| What you are asked to do |
Convert every line of the material below into a numbered list, one line per item, and skip any blank lines.
## begin Records supplied
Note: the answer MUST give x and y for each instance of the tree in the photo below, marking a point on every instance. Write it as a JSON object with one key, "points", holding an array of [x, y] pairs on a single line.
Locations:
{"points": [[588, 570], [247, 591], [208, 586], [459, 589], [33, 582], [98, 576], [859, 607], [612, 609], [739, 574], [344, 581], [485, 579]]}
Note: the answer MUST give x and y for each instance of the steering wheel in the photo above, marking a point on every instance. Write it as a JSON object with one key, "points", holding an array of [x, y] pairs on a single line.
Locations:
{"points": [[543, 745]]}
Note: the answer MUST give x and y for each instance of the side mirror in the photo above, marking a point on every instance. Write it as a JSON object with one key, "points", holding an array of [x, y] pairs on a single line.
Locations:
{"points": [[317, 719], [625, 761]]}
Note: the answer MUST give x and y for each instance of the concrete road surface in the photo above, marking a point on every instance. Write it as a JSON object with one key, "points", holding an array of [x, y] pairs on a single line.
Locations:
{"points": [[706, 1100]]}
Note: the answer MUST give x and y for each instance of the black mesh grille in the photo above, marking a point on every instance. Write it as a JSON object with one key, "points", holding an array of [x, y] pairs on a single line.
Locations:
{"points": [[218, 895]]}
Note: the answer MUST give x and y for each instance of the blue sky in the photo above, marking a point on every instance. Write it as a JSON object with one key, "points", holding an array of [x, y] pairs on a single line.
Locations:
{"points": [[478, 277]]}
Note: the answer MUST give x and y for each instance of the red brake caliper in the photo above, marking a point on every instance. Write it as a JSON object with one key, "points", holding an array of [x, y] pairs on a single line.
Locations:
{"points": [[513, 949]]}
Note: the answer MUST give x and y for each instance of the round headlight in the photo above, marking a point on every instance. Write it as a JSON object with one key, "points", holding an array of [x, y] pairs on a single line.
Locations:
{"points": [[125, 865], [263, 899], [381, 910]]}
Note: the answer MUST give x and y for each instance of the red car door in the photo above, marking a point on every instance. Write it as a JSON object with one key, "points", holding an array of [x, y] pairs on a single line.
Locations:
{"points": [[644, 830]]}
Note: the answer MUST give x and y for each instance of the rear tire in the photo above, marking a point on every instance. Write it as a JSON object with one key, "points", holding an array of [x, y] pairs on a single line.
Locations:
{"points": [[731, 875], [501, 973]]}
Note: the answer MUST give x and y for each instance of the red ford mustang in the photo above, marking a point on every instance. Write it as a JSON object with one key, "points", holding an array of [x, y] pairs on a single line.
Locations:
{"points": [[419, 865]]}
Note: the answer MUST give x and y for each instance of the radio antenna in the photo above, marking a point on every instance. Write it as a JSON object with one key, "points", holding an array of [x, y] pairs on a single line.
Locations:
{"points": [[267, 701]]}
## end Records supplied
| Result of the exercise |
1. Note: the answer MUST give x and y for each instance of the tree in the photo below, marking a point on every instance. Write it as a JSON object with one key, "points", holding an array of [x, y] pairs on a single line.
2. Locations:
3. {"points": [[588, 570], [247, 591], [208, 586], [459, 589], [33, 582], [98, 576], [859, 607], [612, 609], [739, 574], [344, 581], [485, 579]]}
4. Note: the answer MUST give x and y for each instance of the steering wheel in the photo above, marking a point on every instance. Write it as a JSON object with one key, "points", holding an array of [x, y] pairs on a single line.
5. Locations:
6. {"points": [[543, 745]]}
7. Note: the answer MUST give x and y for each instance of the side mirror in the photo above, marking a point on every instance. Write it as a JSON object with one key, "points", holding an array of [x, y] pairs on a single line.
8. Locations:
9. {"points": [[317, 719], [625, 761]]}
10. Note: the answer MUST give x and y for each instance of the concrete road surface in the photo above, marking a point on every instance. Write it as a JSON object with one key, "points", holding an array of [x, y] pairs on a single line.
11. Locations:
12. {"points": [[706, 1100]]}
13. Note: the answer MUST give x and y for each instance of the black mesh grille in the photo above, marking a point on every instance. Write it as a JSON object with one key, "points", holding an array of [x, y] pairs on a single line.
14. Locations:
15. {"points": [[218, 895]]}
16. Note: the answer MUST give x and y for each instance of the blue sky in the photo above, marking a point on every instance. Write it as a JSON object with one key, "points", holding an array of [x, y] pairs on a single line.
17. Locations:
18. {"points": [[478, 277]]}
19. Note: the answer MUST give x and y for each instance of the red brake caliper in the photo above, marking a point on every instance. Write it as a JSON object with one key, "points", holding an array of [x, y] pairs on a single line.
20. Locations:
21. {"points": [[513, 949]]}
22. Note: the answer MUST give x and y for each instance of the round headlight in the photo above, marking a point on every instance. Write it as a JSON object with one key, "points", holding an array of [x, y] pairs on a single line.
23. Locations:
24. {"points": [[125, 865], [263, 899], [381, 910]]}
25. Note: the answer MUST give x and y for each instance of the red car door in the photo above, marking a point on every instance. Write it as a JSON object with one key, "points", holding an array of [x, y] pairs on a single line.
26. Locations:
27. {"points": [[644, 830]]}
28. Note: the answer MUST give x and y for each instance of the rear tire in the photo above, marking a point on every instance. Write it as a JSON object with one key, "points", holding an array of [x, y] pairs on a single line.
29. Locations:
30. {"points": [[731, 875], [501, 973]]}
31. Note: the answer MUST give x and y for each instance of the red ford mustang in the photo above, marking a point on every instance. Write it as a JSON object with one key, "points", holding an array of [x, y] pairs on a single line.
32. Locations:
33. {"points": [[419, 865]]}
34. Note: the answer MUST give x and y for each instance of the radio antenna in the photo above, marking a point on every instance. Write it as a JSON object with one key, "points", holding an array of [x, y] pairs on a single line.
35. Locations:
36. {"points": [[267, 701]]}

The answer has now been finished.